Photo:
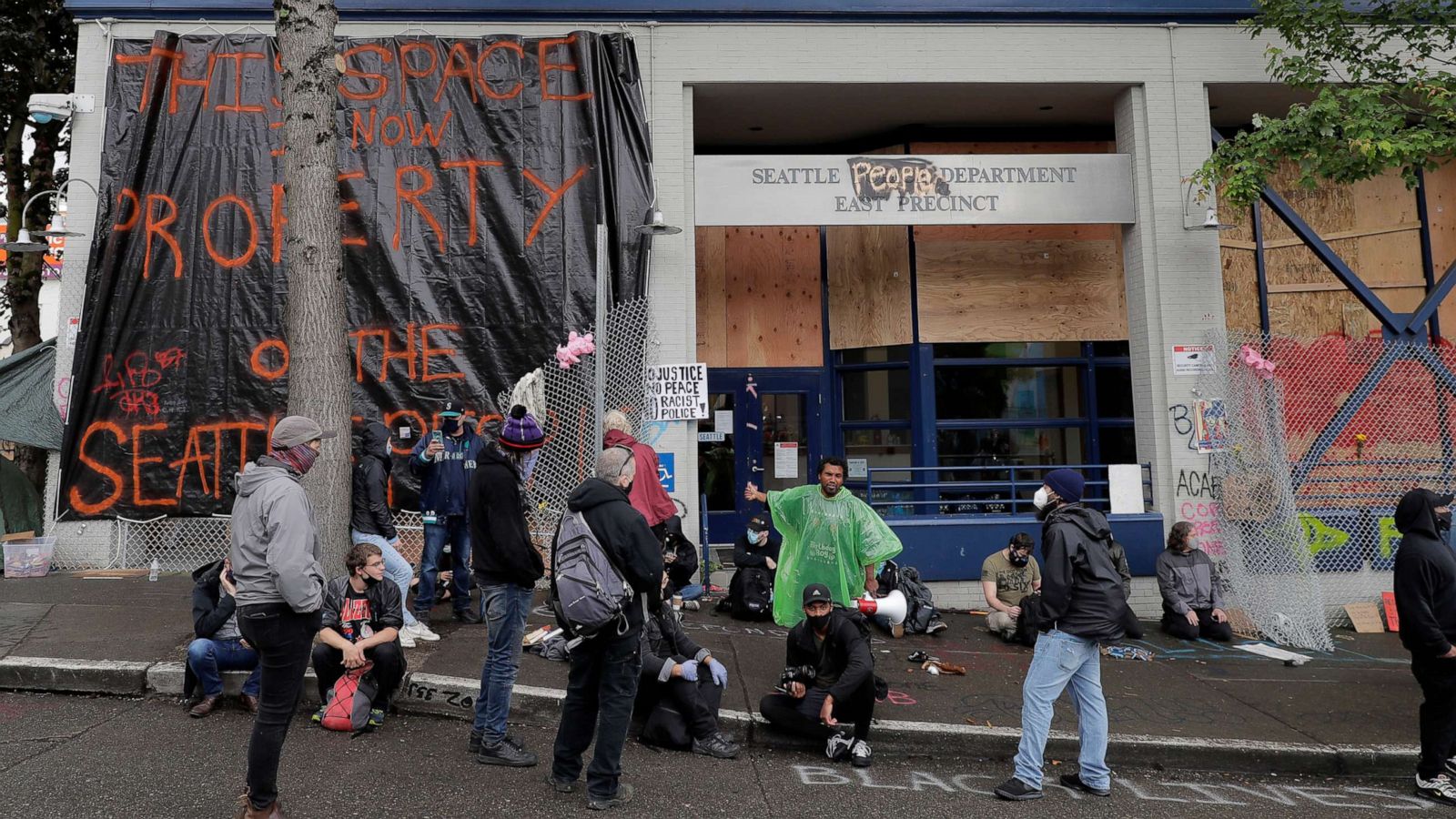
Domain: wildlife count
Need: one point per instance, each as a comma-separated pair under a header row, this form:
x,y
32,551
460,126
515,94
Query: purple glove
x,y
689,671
---
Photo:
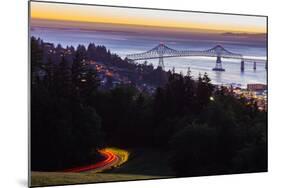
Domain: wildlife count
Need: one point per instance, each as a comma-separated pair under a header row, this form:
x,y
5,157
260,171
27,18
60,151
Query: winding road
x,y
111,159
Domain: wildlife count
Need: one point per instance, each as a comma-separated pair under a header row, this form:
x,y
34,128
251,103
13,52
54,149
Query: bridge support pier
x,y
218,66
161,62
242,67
---
**EXERCISE INSTRUCTIONS**
Find every line above that contains the word "Query" and copy each one out.

**WRITTEN REPLY**
Query: purple glove
Query: winding road
Query: bridge support pier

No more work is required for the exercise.